**WHAT TO WORK ON:**
**a.** In the TDMF migration notes, repeat word for word the passage from "NOPROMPT means TSDF" to "over existing data.".
**b.** Name every option the TDMF migration notes give for UNIDENTIFIED SYSTEMS.
**c.** According to the TDMF migration notes, how soon after the Master task starts must all the Agent tasks be started?

**SOURCE DOCUMENT:**
The two MIGRATE statements above identify two volumes, XPA02A/B that are moving to the addresses used by volumes SPA92A/B. You would normally want more than two volumes in a job. How many volumes should you have? That is really up to you, but bear in mind that if you make your jobs too small, then running and checking them will be very laborious, while if you make them too big, you have to wait a long time for them to finish, especially if you are having problems. It is not a good idea to cancel a migration.

As a rule of thumb, it takes about 2-3 minutes to move a 3390-3 and 5-8 minutes to move a 3390-9. I'd suggest a 30 minute job runtime is reasonable, so if you are running 10 migrates in parallel, then 120 mod3s or 60 mod 9s could be appropriate. The exception is system volumes like SYSRES, PAGE, SPOOL etc, which I'd always run individually.

The OPTIONS can be used to override the global options set by the SYSOPTN job. These are SAMPLE options and may not be valid for your site. I'd suggest that you check the TDMF manual for a full explanation of these options, select the ones that work for you then TEST THEM on appropriate data and systems.

UNIDENTIFIED SYSTEMS is used to determine what to do about systems or LPARS that have a route to a volume, but no Agent is active on those systems. Options are IGNORE, WARN, ERROR and TERMINATE. This is not a foolproof way of identifying all systems as it depends on 3990-6 controller facilities and not all vendors support these.

CHECKTARGET means check that the volume is empty before proceeding

NOPROMPT means TSDF will not send out a confirmation message before synchronising source with target.

The RELABEL(TD) option means that when the migrates are complete, the source volumes will be relabelled as TDA92A/B. Alternatively, you can code this explicitly for each volume in the migrate statements as follows

MIGRATE XPA20A SPA92A TDA92A
MIGRATE XPA20B SPA92B TDA92B

FASTCOPY means that TDMF will just copy used bytes to the target disk. This is appropriate for new disks, but may not be a good idea if you are copying over existing data.

PACING means that TSMF will initially move 15 tracks at a time, but will reduce this if it finds that the disk is busy.

NOPURGE means do not delete off any existing data on the target that was not overwritten by the source data.

The Agent Tasks

There must be an agent on every LPAR except the Master LPAR. The Agents

  • Communicate with the Master for migration requests
  • Monitor Source I/O activity on their LPAR
  • Monitor Target I/O activity on their LPAR
  • Notifies the Master about any Source I/O updates

It is possible to run more than one Agent job in an LPAR, as long as each Agent is associated with a different Master task and communicates with that task with a separate and unique COMMSDS. All the Agent tasks on every LPAR must be started within 15 minutes of the Master task starting or the session will time out. However an Agent can be started before the Master.

**RECORDED DATA:**

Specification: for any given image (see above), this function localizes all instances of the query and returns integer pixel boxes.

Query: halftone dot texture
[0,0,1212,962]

**THE REPLIES:**
**a.**
NOPROMPT means TSDF will not send out a confirmation message before synchronising source with target.

The RELABEL(TD) option means that when the migrates are complete, the source volumes will be relabelled as TDA92A/B. Alternatively, you can code this explicitly for each volume in the migrate statements as follows

MIGRATE XPA20A SPA92A TDA92A
MIGRATE XPA20B SPA92B TDA92B

FASTCOPY means that TDMF will just copy used bytes to the target disk. This is appropriate for new disks, but may not be a good idea if you are copying over existing data.

**b.**
IGNORE
WARN
ERROR
TERMINATE

**c.** Within 15 minutes, or the session will time out.